§ Aim of the exercise: Rewrite every entry below, changing "dark hair" to "black hair" and keeping everything else the same. Do not include the pictures in your answer.

(Coordinate annotation entries)

• • • •

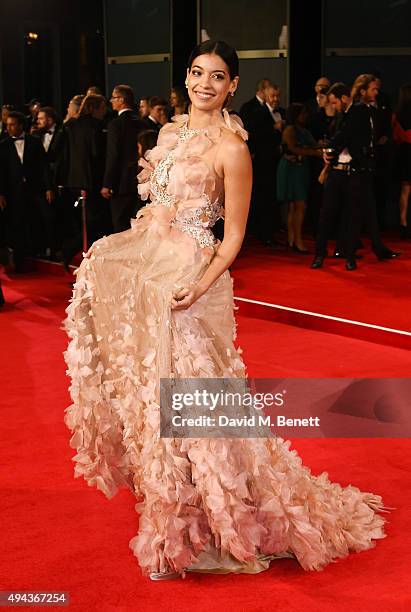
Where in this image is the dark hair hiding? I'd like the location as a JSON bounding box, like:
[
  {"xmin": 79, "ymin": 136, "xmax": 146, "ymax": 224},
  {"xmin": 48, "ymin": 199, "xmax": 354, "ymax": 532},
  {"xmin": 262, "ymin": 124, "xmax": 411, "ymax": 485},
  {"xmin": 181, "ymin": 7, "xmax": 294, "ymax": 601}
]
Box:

• • • •

§ Written answer:
Where in this image is the black hair hiding? I'd like the location as a JSON bounding box, like:
[
  {"xmin": 79, "ymin": 136, "xmax": 146, "ymax": 224},
  {"xmin": 48, "ymin": 199, "xmax": 354, "ymax": 532},
  {"xmin": 262, "ymin": 124, "xmax": 411, "ymax": 485},
  {"xmin": 181, "ymin": 7, "xmax": 294, "ymax": 601}
]
Box:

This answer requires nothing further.